Reproduce every line of the records below, requests included, multiplying each x and y coordinate in the answers by 1.3 and rounding to the nearest whole number, with halves rounded up. Keep the numbers in the requests and their format samples as they are.

#### RECORDS SUPPLIED

-=-=-

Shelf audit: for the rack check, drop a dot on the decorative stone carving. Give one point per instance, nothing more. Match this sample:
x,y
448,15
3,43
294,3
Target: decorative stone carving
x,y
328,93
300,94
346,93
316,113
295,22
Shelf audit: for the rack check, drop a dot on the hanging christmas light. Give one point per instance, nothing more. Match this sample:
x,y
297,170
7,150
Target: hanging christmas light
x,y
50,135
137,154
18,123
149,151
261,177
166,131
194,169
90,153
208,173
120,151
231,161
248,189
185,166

-=-=-

#### SOLUTION TO THIS TASK
Shelf audit: for the rack check, drop a dot on the decorative stone carving. Give one point per instance, nothing more. Match this sample:
x,y
448,15
3,43
294,3
Target: decorative stone carving
x,y
426,121
390,122
450,121
411,147
384,29
Shelf audit: for the rack check, drop a dot on the hanging christmas light. Give one point per instance, nothing more. Match this sample:
x,y
297,170
7,150
Target: hanging christmas light
x,y
65,176
178,200
23,160
194,196
339,230
216,170
252,220
117,199
270,225
156,196
300,209
322,246
241,216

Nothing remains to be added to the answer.